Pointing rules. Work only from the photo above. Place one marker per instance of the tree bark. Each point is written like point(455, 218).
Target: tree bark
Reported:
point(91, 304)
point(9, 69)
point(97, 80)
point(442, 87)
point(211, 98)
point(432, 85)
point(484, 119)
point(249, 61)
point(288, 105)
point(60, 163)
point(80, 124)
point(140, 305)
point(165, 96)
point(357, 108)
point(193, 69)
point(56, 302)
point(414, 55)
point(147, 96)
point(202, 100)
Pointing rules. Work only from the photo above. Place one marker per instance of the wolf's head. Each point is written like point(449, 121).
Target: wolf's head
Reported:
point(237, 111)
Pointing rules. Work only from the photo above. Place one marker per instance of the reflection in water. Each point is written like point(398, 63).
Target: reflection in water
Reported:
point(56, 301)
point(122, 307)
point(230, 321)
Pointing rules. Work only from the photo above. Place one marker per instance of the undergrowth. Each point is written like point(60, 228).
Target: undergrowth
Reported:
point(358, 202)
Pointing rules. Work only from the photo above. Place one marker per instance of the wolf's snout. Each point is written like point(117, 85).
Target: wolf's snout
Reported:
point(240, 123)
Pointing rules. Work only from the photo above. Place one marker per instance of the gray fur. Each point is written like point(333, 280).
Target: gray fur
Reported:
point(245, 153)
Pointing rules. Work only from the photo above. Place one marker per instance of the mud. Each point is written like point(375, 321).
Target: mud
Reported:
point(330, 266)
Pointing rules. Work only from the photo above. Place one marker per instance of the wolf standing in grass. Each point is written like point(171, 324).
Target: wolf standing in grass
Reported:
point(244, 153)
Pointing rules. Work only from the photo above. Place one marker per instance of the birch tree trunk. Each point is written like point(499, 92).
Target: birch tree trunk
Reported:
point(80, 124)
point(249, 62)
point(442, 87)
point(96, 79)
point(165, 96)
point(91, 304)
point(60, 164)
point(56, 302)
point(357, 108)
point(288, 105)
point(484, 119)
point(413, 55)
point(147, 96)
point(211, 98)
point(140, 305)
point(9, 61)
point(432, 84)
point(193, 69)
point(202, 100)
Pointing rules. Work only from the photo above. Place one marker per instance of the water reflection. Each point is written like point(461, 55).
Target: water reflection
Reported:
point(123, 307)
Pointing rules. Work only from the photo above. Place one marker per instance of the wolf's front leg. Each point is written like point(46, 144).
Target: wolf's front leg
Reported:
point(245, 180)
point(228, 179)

## INSTRUCTIONS FOR THE TASK
Each record above must be given again exactly.

## OUTPUT FOR THIS EXERCISE
Pointing rules. Work only from the photo above. Place one marker per instance of the tree bark. Each point is written like point(455, 218).
Target: tree bark
Reported:
point(91, 304)
point(9, 69)
point(97, 80)
point(442, 87)
point(211, 98)
point(432, 85)
point(484, 119)
point(249, 61)
point(288, 105)
point(60, 163)
point(80, 124)
point(140, 305)
point(165, 96)
point(357, 108)
point(193, 69)
point(56, 302)
point(414, 55)
point(147, 96)
point(202, 100)
Pointing rules. Work only from the photo above. Place one marker per instance of the wolf's head. Each point is written like point(449, 121).
Target: wolf's head
Reported:
point(237, 111)
Pointing rules. Work only from the photo above. Place one marker per instance of the reflection in water. Each point is written like point(398, 63).
Target: reflection in water
Reported:
point(56, 301)
point(122, 307)
point(230, 321)
Pointing rules. Work only from the photo above. Place one marker per instance of the undergrowth. Each point is written like point(60, 228).
Target: undergrowth
Reported:
point(358, 202)
Pointing rules. Work only from the photo above. Place one marker per instance of the wolf's snout. Each point is written like point(117, 85).
Target: wolf's snout
Reported:
point(240, 123)
Pointing rules. Work only from the photo above. Place one marker per instance of the gray fur. Each point is written like point(333, 280).
Target: gray fur
Reported:
point(245, 153)
Pointing rules. Work only from the photo above. Place one marker per instance of the mud. Each point is written like point(375, 321).
Target: mud
Reported:
point(330, 266)
Pointing rules. Work only from the photo above. Place one marker per instance of the wolf standing in grass. Each point is written like point(171, 324).
Target: wolf standing in grass
Reported:
point(244, 153)
Pointing rules. Work only from the photo above. Place one marker per instance of the birch tree trunk. Each point is written like point(499, 92).
Target: birch tree trunk
Reported:
point(80, 124)
point(249, 62)
point(442, 87)
point(96, 79)
point(165, 96)
point(91, 304)
point(60, 164)
point(56, 302)
point(357, 108)
point(288, 105)
point(484, 119)
point(413, 55)
point(147, 96)
point(211, 98)
point(140, 305)
point(9, 61)
point(432, 84)
point(193, 69)
point(202, 100)
Pointing rules. Work only from the photo above. Place one marker per instance of the water reflection. Each point is written like point(461, 55).
Target: water reflection
Reported:
point(123, 307)
Pointing rules. Work only from the photo above. Place one marker per instance of the wolf's front leg. Each point is written like point(46, 144).
Target: wolf's front leg
Reported:
point(245, 180)
point(228, 179)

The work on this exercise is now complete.